Your goal
Your answer should hold exactly the lines from the one containing "Please place a point on the green leaf" through the end of the material, and no others.
Information supplied: Begin
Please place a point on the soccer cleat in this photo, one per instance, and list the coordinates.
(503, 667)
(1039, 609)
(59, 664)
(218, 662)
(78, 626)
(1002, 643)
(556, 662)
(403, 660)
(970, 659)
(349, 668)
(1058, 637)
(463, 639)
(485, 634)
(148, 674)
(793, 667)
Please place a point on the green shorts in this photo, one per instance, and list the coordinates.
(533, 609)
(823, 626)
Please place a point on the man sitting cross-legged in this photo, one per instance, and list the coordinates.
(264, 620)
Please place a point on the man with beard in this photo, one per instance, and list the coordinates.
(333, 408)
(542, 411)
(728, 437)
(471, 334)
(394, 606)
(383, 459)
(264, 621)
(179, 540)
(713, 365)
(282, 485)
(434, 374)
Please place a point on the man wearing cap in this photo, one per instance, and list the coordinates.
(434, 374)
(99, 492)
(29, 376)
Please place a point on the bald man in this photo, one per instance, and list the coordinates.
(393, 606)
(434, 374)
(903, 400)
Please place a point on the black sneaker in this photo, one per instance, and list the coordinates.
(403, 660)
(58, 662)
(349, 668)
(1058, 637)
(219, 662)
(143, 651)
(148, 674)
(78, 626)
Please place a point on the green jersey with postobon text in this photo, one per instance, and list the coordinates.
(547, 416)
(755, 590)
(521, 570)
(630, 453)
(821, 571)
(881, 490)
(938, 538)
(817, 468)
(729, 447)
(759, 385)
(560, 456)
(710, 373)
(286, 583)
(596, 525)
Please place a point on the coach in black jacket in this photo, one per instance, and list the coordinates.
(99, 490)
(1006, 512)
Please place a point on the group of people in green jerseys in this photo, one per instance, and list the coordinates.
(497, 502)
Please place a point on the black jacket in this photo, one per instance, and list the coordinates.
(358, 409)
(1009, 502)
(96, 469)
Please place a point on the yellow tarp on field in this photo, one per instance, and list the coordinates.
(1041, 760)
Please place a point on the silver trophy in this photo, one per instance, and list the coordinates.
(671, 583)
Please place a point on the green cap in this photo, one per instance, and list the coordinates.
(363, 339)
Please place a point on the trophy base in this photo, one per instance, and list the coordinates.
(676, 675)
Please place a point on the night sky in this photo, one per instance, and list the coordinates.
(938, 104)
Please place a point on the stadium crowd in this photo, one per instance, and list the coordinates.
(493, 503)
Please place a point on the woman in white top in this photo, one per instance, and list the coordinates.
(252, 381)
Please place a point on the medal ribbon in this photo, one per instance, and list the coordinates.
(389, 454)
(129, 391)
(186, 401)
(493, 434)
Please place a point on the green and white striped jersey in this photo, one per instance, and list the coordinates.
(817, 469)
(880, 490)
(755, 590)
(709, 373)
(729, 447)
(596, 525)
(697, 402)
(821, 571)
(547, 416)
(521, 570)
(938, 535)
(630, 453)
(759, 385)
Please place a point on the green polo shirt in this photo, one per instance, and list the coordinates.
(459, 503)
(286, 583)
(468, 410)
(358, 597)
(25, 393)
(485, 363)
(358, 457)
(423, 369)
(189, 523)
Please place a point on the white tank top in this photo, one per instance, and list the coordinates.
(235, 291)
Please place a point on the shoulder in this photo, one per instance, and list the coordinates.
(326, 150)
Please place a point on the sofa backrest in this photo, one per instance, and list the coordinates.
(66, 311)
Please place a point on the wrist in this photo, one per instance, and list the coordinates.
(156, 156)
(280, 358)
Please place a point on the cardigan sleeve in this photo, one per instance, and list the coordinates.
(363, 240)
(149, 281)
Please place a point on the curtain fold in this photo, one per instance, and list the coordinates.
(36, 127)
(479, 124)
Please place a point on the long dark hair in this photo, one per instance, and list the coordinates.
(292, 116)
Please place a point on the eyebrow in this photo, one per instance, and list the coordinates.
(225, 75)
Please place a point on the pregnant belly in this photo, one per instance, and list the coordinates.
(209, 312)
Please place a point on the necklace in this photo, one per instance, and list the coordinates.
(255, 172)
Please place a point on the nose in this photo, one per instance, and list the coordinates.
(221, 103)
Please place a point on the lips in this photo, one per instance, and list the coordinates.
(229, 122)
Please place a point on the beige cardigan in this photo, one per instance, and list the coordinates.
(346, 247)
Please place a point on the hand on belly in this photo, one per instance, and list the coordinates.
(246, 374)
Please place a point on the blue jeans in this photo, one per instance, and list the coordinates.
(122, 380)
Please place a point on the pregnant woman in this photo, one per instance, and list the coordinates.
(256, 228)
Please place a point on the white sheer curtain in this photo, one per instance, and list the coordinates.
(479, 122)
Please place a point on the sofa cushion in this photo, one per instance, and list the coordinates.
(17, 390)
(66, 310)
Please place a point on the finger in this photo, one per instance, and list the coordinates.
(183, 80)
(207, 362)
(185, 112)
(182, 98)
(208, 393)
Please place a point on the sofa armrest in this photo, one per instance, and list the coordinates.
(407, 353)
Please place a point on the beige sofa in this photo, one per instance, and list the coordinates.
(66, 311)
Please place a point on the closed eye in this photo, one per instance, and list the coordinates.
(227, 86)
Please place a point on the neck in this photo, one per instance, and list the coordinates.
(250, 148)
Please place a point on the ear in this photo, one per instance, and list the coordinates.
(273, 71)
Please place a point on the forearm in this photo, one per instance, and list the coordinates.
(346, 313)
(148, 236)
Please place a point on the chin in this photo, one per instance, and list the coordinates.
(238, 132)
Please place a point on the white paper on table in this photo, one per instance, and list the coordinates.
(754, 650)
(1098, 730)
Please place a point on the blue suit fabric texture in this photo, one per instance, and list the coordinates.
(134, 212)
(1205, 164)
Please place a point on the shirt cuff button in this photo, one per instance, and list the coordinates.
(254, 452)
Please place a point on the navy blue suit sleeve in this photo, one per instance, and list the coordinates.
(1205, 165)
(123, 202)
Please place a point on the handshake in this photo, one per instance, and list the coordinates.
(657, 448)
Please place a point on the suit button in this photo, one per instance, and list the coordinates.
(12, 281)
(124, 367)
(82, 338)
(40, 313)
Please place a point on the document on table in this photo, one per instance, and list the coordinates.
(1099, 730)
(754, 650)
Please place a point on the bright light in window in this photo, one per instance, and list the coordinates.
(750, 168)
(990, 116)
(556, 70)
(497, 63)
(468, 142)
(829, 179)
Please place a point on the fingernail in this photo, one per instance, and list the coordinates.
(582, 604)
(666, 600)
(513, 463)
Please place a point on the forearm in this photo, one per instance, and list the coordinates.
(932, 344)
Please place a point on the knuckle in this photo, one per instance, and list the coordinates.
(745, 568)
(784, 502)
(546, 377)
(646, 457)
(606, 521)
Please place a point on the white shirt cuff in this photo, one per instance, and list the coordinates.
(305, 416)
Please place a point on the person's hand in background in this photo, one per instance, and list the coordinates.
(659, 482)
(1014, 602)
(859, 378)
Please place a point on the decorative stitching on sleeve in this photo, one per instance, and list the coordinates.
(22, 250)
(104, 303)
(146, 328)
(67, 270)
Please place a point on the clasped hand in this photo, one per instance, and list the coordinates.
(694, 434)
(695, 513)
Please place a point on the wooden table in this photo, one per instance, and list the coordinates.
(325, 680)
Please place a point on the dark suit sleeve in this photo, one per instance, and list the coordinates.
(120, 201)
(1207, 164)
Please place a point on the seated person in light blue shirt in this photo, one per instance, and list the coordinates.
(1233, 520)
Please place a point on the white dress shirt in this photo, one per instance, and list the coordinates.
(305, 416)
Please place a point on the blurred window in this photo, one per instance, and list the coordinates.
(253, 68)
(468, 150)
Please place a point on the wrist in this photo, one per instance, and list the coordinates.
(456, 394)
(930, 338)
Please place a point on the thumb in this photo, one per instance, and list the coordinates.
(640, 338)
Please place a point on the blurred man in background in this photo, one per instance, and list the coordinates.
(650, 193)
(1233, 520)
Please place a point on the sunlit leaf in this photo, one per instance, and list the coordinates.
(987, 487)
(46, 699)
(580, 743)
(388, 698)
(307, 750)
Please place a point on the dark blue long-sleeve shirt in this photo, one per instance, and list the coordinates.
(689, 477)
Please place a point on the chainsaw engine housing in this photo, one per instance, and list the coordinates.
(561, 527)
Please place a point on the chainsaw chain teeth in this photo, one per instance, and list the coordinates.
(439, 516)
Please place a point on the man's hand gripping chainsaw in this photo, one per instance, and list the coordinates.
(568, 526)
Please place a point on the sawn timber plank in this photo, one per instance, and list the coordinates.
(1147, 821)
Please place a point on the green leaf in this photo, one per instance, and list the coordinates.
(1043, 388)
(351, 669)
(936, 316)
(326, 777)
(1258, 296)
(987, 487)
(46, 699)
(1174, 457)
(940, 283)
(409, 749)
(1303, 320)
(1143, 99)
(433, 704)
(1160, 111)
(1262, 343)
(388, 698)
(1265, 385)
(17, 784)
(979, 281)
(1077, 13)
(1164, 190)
Information supplied: End
Answer box
Please place a point on the green leaf in this photo, one per instance, and list the coordinates.
(1043, 388)
(351, 669)
(936, 316)
(326, 777)
(1258, 296)
(987, 487)
(46, 699)
(1174, 457)
(940, 283)
(409, 749)
(1303, 320)
(1143, 99)
(433, 704)
(1160, 111)
(1262, 343)
(388, 698)
(1265, 385)
(17, 784)
(979, 281)
(1077, 13)
(1164, 190)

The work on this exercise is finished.